* TASKS
a – Revise the profile of Yehuda Gittelson: give everything from "Gittelson, 28, is" down to "aren't always true." again, with "January" changed to "February".
b – Carry on the profile of Yehuda Gittelson from its last sentence.

* PASSAGE FOR REVIEW

How Yehuda Gittelson Learned to Read Every Roof

The first thing Yehuda Gittelson does on a job site has nothing to do with solar panels. He stands in the driveway, coffee thermos in hand, and looks up. Pitch, orientation, the condition of the shingles, the shadow line from a neighbor's maple at 10 a.m. He's checking whether the preliminary design he reviewed the night before accounted for what's actually here. It rarely accounts for everything.

Gittelson, 28, is a NABCEP-certified installer with Solaris Energy Solutions in Portland, Maine. He works residential and commercial jobs across southern Maine, hauling equipment up ladders in January cold and August heat. The technical requirements of his work are well-documented in training manuals and codebooks. What's less documented is the informal skill that separates competent installers from efficient ones: the ability to walk onto a property and, within minutes, understand what the roof will and won't allow.

Before the Panels Go Up

A residential solar installation in Maine typically begins weeks before anyone touches a ladder. The homeowner's electricity consumption gets reviewed. Satellite tools generate preliminary layouts. Permit applications go to the municipality. But those preliminary layouts assume things about the roof that aren't always true.

"Satellite images don't show you that the south-facing section has a soft spot near the ridge," Gittelson said. "They don't tell you the rafter spacing is irregular, or that the electrical panel is in the basement behind a water heater with two inches of clearance."

Maine's latitude means the preferred panel orientation is due south, with tilt angles between 30 and 45 degrees to account for seasonal sun position. That guidance holds in theory. Actual roofs deviate. A Cape Elizabeth colonial might face southeast. A Scarborough ranch might have a 3:12 pitch that demands flush-mount racking instead of tilted arrays. The installer's job is to reconcile the design with the physical structure, and that reconciliation happens on site, not in software.

What the Roof Tells You

Gittelson's approach to site assessment draws on training he absorbed before he ever touched a solar panel. His first job out of the University of Maine's engineering program put him on wind farm feasibility crews in northern Maine, hiking ridgelines and deploying weather monitoring equipment for projects that might never get built. The work was solitary, grant-funded, and ultimately short-lived. But it drilled one habit deep: look at the physical environment before you decide what to put on it.

"Wind assessment taught me that every site lies to you a little," he said. "A ridge looks perfect on a topographic map, but the actual wind data tells a different story. Roofs are the same way. The house looks great on Google Earth, and then you get there, and the flashing is shot, or there's a vent pipe right where your string layout needs to go."

The NABCEP PV Installation Professional certification, which Gittelson earned after his first full year in solar, formalizes much of this diagnostic thinking. The credential requires 58 hours of advanced training and a 70-question examination covering system design, installation, operations, and maintenance. Candidates must also demonstrate field experience in decision-making. The certification has been accredited under ISO/IEC 17024 since 2007, and roughly 18,000 solar professionals nationwide hold some form of NABCEP credential.

* PROVIDED DATA
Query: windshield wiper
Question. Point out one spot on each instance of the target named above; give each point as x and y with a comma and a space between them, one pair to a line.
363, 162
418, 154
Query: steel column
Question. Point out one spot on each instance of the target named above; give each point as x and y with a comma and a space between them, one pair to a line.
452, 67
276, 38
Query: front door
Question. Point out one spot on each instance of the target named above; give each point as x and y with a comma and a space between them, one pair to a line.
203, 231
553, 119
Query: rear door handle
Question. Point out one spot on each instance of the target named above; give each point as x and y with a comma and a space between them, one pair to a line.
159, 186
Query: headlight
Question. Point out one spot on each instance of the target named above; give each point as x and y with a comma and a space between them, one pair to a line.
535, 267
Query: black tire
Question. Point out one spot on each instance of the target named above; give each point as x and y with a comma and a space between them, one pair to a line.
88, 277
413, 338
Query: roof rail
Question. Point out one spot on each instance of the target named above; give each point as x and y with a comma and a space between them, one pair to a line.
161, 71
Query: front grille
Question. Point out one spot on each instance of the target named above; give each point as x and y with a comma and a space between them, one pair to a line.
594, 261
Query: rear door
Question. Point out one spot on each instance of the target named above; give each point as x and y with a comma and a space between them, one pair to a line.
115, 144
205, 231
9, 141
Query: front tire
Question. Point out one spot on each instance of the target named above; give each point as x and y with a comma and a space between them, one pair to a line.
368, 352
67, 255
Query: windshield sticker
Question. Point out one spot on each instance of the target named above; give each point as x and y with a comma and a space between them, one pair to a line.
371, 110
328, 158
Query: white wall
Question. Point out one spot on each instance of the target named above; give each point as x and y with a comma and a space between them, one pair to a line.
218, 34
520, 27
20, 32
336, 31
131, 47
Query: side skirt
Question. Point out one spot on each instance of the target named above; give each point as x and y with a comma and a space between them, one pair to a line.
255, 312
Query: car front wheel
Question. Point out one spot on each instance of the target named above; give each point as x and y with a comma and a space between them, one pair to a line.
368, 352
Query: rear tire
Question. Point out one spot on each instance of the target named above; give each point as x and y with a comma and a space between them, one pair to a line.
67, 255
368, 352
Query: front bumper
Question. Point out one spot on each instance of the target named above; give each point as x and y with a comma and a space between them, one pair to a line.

--

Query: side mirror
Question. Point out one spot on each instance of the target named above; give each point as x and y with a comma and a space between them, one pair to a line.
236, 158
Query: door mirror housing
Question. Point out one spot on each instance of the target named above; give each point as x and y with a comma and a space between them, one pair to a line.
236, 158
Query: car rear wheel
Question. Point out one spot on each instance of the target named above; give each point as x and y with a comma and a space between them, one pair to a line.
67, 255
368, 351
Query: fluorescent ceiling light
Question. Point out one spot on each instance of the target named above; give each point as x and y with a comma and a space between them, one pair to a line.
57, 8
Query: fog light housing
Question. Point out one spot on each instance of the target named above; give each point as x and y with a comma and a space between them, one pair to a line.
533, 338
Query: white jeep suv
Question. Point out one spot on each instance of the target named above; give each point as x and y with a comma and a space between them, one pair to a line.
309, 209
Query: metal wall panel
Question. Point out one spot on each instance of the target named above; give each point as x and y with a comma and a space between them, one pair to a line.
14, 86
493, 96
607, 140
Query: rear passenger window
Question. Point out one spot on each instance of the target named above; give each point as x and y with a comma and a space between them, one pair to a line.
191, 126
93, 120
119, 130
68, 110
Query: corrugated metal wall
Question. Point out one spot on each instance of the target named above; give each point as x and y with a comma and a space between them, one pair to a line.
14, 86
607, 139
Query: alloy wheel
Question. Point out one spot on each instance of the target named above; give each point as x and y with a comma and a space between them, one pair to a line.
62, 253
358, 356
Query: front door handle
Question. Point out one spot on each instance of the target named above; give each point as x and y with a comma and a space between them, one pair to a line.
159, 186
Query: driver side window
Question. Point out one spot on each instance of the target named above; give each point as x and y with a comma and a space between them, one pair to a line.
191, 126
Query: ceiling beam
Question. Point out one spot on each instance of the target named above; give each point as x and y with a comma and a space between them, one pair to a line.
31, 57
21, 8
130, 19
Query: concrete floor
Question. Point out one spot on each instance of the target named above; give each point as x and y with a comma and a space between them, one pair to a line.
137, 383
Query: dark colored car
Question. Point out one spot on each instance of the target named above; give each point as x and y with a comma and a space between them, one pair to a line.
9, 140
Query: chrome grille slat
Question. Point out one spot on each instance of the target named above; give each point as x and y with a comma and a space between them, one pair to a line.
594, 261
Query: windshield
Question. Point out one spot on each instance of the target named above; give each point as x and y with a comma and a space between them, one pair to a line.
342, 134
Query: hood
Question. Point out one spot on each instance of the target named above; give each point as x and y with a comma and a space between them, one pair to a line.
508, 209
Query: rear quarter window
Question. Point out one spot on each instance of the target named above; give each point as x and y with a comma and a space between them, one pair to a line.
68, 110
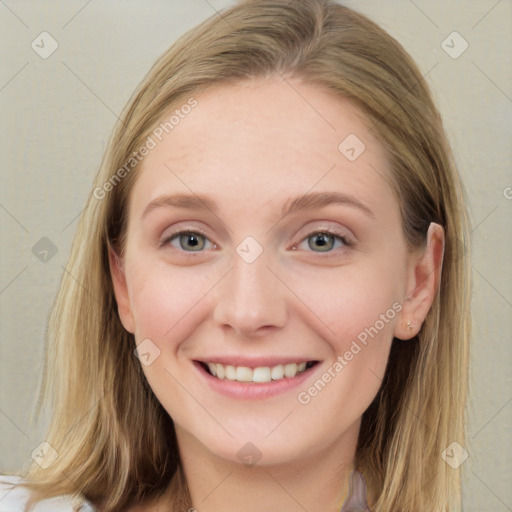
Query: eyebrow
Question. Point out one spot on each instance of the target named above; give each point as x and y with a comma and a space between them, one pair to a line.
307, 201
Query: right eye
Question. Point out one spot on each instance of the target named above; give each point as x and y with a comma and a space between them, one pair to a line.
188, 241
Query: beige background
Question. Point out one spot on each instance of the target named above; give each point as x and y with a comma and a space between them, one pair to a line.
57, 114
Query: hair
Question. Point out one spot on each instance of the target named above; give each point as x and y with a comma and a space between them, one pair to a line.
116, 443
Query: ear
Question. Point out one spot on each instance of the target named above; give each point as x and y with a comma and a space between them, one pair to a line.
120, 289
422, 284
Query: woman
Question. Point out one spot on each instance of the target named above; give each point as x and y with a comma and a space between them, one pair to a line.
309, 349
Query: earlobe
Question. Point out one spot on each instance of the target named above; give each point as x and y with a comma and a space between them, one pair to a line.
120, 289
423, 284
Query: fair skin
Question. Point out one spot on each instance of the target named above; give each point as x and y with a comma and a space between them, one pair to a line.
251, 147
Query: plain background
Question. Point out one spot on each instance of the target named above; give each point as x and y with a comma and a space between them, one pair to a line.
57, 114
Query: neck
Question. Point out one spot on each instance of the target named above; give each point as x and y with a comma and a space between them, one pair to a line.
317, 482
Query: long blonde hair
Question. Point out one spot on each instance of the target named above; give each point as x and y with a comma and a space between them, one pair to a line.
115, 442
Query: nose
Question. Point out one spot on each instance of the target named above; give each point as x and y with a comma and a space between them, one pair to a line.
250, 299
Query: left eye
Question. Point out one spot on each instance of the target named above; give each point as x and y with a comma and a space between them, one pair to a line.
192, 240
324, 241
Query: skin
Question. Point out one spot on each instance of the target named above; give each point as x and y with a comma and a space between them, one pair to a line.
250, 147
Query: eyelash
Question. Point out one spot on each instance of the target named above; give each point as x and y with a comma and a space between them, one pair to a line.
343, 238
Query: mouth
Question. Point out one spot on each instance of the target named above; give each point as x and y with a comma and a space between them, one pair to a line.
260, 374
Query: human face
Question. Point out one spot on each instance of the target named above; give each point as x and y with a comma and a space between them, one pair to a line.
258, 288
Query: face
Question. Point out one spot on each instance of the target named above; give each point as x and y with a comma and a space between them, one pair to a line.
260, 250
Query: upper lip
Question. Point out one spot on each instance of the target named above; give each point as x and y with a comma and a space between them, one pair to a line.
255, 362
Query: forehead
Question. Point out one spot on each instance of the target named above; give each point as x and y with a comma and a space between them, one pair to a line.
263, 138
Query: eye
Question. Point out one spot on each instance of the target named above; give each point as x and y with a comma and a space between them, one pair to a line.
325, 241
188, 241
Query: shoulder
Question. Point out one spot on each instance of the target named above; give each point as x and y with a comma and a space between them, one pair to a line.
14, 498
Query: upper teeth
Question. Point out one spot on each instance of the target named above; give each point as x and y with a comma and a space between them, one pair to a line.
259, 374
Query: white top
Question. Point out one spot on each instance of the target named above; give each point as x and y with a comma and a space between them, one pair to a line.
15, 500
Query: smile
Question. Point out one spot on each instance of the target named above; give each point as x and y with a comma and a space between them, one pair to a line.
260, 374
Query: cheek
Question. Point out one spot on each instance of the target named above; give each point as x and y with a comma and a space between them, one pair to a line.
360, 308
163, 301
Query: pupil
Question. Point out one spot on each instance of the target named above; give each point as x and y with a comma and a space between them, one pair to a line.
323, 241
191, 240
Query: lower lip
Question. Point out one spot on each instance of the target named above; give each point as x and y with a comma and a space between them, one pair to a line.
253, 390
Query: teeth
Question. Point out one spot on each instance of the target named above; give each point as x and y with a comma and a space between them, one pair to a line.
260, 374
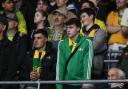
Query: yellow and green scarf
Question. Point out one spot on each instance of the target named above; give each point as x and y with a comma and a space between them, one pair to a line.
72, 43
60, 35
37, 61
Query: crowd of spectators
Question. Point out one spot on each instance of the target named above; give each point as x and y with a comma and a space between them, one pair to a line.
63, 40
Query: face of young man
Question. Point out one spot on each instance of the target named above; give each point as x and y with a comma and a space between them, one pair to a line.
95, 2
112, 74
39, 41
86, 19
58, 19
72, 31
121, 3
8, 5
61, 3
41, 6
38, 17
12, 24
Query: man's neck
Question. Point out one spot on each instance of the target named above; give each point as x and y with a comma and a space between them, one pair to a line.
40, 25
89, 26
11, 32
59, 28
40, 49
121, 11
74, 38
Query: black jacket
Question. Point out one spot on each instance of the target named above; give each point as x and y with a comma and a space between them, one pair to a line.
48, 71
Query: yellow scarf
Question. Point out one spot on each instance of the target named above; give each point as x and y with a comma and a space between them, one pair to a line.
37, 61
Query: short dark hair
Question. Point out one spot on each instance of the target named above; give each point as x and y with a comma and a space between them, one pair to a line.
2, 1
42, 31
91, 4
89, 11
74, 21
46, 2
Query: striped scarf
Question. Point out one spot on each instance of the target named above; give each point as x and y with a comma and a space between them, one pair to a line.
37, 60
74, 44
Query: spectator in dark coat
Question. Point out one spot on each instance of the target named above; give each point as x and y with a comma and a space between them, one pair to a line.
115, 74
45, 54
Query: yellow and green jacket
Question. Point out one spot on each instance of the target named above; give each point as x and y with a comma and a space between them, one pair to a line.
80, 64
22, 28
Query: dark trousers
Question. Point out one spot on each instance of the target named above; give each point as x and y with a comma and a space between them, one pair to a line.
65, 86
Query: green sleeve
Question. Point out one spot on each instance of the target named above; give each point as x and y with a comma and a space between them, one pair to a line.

* RESPONSES TO THE TASKS
a –
Gittelson, 28, is a NABCEP-certified installer with Solaris Energy Solutions in Portland, Maine. He works residential and commercial jobs across southern Maine, hauling equipment up ladders in February cold and August heat. The technical requirements of his work are well-documented in training manuals and codebooks. What's less documented is the informal skill that separates competent installers from efficient ones: the ability to walk onto a property and, within minutes, understand what the roof will and won't allow.

Before the Panels Go Up

A residential solar installation in Maine typically begins weeks before anyone touches a ladder. The homeowner's electricity consumption gets reviewed. Satellite tools generate preliminary layouts. Permit applications go to the municipality. But those preliminary layouts assume things about the roof that aren't always true.

b –
But credentials confirm knowledge. They don't replace the pattern recognition that comes from standing on hundreds of different roofs.

The Details That Change the Job

Roof condition is the variable that most often alters an installation plan. Most asphalt shingle roofs last about 20 years, and architectural shingles can last 30 or more. If a roof is near the end of its life, the homeowner faces a choice: replace it now before panels go up, or risk having to remove and reinstall an entire array in a few years when the shingles fail. Gittelson has had that conversation dozens of times.

Shading is another complication that rarely appears accurately in preliminary models. A mature oak on the south side of a property can reduce panel output enough to change the financial math of an installation. Microinverters or power optimizers can mitigate partial shading, but they add cost. Sometimes the better answer is fewer panels positioned to avoid the shadow entirely.

"You can design a beautiful 9-kilowatt system on a computer screen," Gittelson said. "Then you get to the house and realize the neighbor built a garage addition that throws shade on a third of your array from November through February. The computer didn't know about the garage."

A typical Maine residential system costs between $2.91 and $3.19 per watt installed, with an average of around $3.05 per watt. For a standard 9-kilowatt system, that puts the price near $27,450 before any incentives. The residential federal solar tax credit expired for homeowners at the end of 2025 under the One Big Beautiful Bill Act, though third-party owned systems under lease or power purchase agreements can still access the 30% commercial credit. Maine's Net Energy Billing program continues to offer 1:1 retail-rate bill credits for rooftop solar exports to the grid.

Those economics mean every kilowatt-hour counts. An installer who misreads a roof and positions panels where they'll underperform isn't just making a technical error. The homeowner's payback period stretches. The financial case weakens.

A Workforce That Can't Keep Up

Gittelson's ability to read a roof quickly matters more now than it did three years ago. The U.S. solar industry faces a projected shortage of roughly 53,000 workers, according to an April 2026 analysis by pv magazine drawing on the 2025 U.S. Energy and Employment Report and the IREC National Solar Jobs Census. The industry currently supports more than 280,000 workers but needs approximately 355,000 to meet installation targets of 60 to 70 gigawatts. Eighty-six percent of solar employers report difficulty filling open positions.

Maine's own solar workforce has felt the same pressure. The state's community solar program, which launched in 2019 under Governor Janet Mills' renewable energy legislation, drove years of steady hiring. But policy shifts at the federal level have created uncertainty. A July 2025 report from NEWS CENTER Maine found that around 100 electrician jobs had been lost in the state due to canceled contracts, with a 40% decline in apprenticeship applications.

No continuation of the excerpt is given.